Count how many lines in the records below contain the word "wall", and give only that number.

PROVIDED RECORDS:
[Begin]

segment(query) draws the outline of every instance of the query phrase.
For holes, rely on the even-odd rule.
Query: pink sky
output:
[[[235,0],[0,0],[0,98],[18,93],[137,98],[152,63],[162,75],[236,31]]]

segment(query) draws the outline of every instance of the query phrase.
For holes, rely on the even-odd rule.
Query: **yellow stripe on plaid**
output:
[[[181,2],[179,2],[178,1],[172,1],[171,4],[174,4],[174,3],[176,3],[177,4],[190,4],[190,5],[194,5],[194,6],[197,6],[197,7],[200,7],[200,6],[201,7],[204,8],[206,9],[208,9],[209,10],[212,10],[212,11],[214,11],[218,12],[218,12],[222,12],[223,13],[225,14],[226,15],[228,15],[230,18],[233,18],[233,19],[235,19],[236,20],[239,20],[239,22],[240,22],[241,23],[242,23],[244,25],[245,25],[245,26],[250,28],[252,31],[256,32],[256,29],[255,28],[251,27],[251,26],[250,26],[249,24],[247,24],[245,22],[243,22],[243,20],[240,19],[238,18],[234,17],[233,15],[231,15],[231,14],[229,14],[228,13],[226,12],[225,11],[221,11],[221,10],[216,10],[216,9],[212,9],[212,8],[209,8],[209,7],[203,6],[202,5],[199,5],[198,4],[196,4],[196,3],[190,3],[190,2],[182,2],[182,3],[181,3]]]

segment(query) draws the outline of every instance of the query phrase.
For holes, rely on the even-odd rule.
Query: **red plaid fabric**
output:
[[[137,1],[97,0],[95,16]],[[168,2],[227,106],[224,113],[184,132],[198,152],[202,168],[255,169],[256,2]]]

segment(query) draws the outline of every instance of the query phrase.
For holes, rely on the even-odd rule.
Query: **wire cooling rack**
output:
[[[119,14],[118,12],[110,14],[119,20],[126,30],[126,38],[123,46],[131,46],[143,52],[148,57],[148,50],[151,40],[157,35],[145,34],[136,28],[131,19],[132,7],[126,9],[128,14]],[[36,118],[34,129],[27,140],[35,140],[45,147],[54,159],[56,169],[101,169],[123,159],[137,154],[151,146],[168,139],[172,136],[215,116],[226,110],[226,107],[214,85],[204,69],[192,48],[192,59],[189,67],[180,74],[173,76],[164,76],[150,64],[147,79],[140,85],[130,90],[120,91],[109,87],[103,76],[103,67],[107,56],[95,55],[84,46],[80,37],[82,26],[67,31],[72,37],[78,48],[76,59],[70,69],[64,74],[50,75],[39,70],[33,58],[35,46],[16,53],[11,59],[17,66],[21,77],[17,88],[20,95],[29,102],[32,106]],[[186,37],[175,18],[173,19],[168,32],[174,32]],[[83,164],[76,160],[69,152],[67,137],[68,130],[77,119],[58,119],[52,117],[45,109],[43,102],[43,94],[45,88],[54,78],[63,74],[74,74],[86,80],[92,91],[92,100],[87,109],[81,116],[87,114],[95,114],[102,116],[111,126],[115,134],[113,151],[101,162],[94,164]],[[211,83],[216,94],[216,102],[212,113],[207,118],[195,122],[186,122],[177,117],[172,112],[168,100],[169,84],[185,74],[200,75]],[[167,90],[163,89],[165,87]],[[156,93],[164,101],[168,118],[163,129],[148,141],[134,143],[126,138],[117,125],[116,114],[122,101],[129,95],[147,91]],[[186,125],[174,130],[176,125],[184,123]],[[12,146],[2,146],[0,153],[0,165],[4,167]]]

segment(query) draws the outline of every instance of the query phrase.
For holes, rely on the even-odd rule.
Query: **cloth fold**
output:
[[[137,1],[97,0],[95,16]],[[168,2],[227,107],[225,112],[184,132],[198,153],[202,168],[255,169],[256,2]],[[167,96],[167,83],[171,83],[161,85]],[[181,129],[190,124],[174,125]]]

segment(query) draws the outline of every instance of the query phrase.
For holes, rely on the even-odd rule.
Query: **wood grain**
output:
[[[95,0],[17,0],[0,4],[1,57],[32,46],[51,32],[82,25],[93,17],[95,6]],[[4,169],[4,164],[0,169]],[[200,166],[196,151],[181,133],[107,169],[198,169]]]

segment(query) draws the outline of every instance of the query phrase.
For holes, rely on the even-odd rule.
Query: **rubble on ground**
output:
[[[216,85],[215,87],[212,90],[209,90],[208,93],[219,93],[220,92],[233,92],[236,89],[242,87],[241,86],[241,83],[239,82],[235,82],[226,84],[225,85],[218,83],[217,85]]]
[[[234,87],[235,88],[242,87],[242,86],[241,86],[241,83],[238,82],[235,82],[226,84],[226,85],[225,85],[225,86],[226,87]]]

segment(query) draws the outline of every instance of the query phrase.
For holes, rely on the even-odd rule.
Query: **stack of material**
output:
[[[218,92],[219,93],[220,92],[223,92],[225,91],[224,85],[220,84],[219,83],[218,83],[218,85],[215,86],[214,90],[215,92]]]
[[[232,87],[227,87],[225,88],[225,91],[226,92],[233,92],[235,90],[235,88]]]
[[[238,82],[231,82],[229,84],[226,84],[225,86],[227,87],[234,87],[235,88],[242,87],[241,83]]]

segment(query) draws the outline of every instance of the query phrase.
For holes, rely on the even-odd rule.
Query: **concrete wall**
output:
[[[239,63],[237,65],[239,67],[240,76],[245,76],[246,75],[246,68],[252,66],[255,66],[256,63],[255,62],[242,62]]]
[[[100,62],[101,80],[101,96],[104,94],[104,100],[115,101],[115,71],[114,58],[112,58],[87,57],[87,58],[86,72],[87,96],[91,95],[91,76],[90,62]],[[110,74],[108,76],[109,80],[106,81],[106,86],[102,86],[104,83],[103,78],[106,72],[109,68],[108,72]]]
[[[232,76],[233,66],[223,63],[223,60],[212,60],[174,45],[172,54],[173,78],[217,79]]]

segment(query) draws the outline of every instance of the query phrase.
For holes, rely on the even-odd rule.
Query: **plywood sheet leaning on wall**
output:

[End]

SOLUTION TO THIS TASK:
2